What this task involves:
Write what comes next in the SAE inference guide, starting after its final list item.

Source extract:
===

Skip to content

Inference

Briefly, you need to:

  1. Download a checkpoint.
  2. Get the code.
  3. Load the checkpoint.
  4. Get activations.

Details are below.

Download a Checkpoint

First, download an SAE checkpoint from the Huggingface collection.

For instance, you can choose the SAE trained on OpenAI's CLIP ViT-B/16 with ImageNet-1K activations here.

You can use wget if you want:

wget https://huggingface.co/osunlp/SAE_CLIP_24K_ViT-B-16_IN1K/resolve/main/sae.pt

Get the Code

The easiest way to do this is to clone the code:

git clone https://github.com/OSU-NLP-Group/saev

You can also install the package from git if you use uv (not sure about pip or cuda):

uv add git+https://github.com/OSU-NLP-Group/saev

Or clone it and install it as an editable with pip, lik pip install -e . in your virtual environment.

Then you can do things like from saev import ....

.. note:: If you struggle to get saev installed, open an issue on GitHub and I will figure out how to make it easier.

Load the Checkpoint

import saev.nn

sae = saev.nn.load("PATH_TO_YOUR_SAE_CKPT.pt")

Now you have a pretrained SAE.

Get Activations

This is the hardest part. We need to:

  1. Pass an image into a ViT
  2. Record the dense ViT activations at the same layer that the SAE was trained on.
  3. Pass the activations into the SAE to get sparse activations.
  4. Do something interesting with the sparse SAE activations.

===

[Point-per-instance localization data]
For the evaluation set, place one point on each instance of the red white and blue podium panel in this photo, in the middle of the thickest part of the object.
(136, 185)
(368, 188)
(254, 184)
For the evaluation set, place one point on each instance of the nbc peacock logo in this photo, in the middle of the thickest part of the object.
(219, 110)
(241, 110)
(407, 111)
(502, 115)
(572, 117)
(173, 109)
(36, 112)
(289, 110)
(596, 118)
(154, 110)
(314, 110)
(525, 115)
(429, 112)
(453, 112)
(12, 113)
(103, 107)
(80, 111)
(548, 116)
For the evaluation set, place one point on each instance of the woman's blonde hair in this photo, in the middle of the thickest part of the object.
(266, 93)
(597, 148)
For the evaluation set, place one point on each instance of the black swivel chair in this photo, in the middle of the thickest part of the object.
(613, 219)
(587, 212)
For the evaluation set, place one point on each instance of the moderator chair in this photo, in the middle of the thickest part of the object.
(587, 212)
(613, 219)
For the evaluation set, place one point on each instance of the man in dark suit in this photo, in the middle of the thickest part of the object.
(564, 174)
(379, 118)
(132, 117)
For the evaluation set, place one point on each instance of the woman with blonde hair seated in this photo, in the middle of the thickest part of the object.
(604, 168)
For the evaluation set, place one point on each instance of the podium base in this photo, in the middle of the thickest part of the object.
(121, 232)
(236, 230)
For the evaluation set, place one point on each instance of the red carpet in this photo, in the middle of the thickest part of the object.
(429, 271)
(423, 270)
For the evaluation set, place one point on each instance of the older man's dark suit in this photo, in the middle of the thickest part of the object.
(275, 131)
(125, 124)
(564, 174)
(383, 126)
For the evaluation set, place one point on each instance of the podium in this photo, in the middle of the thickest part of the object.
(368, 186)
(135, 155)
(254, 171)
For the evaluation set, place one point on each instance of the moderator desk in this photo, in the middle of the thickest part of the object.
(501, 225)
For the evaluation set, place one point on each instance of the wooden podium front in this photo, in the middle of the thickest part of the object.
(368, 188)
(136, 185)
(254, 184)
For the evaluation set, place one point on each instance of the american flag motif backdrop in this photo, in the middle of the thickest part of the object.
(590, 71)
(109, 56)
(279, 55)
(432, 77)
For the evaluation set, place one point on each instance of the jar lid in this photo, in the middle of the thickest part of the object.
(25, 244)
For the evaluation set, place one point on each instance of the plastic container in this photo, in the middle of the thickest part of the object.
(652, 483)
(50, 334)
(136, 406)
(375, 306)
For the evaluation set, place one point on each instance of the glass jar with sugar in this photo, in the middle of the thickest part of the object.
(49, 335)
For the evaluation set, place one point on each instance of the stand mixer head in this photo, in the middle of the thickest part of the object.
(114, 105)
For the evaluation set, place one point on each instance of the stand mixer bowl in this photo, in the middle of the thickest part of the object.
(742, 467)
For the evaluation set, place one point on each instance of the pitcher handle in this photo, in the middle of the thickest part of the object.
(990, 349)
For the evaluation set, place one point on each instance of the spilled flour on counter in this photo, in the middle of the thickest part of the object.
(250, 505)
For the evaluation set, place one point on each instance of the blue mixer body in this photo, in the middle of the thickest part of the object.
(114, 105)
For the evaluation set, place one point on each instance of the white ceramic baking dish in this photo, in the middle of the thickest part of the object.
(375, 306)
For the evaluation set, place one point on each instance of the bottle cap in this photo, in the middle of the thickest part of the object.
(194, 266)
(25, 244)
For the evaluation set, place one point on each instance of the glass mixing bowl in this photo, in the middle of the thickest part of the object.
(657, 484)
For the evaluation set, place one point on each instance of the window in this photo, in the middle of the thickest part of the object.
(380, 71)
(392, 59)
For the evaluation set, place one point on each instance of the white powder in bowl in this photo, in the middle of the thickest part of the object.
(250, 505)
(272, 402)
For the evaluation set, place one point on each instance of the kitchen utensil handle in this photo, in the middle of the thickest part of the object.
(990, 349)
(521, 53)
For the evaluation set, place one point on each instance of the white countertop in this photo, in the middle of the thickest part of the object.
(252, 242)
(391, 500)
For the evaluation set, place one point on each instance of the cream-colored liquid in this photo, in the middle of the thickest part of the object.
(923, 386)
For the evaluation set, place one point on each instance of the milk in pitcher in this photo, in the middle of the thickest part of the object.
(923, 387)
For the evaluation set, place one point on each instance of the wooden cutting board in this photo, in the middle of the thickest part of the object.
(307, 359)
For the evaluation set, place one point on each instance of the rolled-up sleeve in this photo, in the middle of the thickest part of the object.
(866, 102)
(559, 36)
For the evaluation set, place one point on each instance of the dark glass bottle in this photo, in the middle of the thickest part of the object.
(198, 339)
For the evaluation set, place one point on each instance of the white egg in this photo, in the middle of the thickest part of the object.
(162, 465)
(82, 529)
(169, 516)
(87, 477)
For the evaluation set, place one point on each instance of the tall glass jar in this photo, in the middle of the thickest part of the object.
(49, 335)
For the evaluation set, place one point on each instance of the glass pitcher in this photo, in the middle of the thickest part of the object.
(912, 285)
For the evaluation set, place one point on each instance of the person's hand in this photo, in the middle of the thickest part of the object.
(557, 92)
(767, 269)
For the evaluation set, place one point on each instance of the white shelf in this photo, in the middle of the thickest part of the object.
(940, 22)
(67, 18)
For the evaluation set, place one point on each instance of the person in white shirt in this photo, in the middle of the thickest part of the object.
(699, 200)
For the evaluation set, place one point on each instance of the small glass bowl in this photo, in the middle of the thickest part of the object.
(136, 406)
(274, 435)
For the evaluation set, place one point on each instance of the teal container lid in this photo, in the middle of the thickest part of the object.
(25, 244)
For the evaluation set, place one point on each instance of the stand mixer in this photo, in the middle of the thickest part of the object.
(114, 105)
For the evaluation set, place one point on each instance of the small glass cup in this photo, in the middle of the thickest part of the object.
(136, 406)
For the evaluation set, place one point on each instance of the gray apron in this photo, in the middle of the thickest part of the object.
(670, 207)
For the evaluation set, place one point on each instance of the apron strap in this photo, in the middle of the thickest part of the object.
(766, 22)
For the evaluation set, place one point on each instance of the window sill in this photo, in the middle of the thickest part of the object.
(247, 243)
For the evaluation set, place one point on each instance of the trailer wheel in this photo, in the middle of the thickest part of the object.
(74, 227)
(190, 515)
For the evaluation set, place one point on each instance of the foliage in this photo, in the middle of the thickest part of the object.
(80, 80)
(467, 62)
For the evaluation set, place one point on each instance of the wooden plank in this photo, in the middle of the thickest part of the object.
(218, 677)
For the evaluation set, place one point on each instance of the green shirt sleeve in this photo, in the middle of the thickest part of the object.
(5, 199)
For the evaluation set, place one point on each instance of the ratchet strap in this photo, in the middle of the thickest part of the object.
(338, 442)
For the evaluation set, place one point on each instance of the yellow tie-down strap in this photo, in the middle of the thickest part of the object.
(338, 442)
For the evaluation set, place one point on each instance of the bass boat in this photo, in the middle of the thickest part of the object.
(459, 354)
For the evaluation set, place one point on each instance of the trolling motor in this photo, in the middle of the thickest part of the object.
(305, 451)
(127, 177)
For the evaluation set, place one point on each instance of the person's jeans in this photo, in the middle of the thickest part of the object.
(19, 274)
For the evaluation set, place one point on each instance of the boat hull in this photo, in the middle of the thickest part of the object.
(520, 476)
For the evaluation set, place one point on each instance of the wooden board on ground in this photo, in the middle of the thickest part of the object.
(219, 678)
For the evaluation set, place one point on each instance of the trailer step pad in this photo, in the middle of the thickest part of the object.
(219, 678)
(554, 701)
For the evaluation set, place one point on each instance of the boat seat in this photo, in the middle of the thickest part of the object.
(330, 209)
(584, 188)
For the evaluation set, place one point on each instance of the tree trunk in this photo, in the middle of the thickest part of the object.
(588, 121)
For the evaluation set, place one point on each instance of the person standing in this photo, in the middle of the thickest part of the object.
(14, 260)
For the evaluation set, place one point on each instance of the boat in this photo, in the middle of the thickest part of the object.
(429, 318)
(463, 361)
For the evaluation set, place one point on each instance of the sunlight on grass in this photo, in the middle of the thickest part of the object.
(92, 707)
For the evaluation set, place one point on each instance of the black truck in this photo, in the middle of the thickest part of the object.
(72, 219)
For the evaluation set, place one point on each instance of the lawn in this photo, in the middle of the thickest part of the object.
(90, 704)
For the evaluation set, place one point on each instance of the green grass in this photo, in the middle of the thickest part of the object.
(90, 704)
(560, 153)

===

Result of this task:
There are examples of this in the demo code: for classification and semantic segmentation. If the permalinks change, you are looking for the get_sae_latents() functions in both files.

Below is example code to do it using the saev package.

import saev.nn
import saev.activations

img_transform = saev.activations.make_img_transform("clip", "ViT-B-16/openai")

vit = saev.activations.make_vit("clip", "ViT-B-16/openai")
recorded_vit = saev.activations.RecordedVisionTransformer(vit, 196, True, [10])

img = Image.open("example.jpg")

x = img_transform(img)
# Add a batch dimension
x = x[None, ...]
_, vit_acts = recorded_vit(x)
# Select the only layer in the batch and ignore the CLS token.
vit_acts = vit_acts[:, 0, 1:, :]

x_hat, f_x, loss = sae(vit_acts)

Now you have the reconstructed x (x_hat) and the sparse representation of all patches in the image (f_x).

You might select the dimensions with maximal values for each patch and see what other images are maximimally activating.

.. todo:: Provide documentation for how get maximally activating images.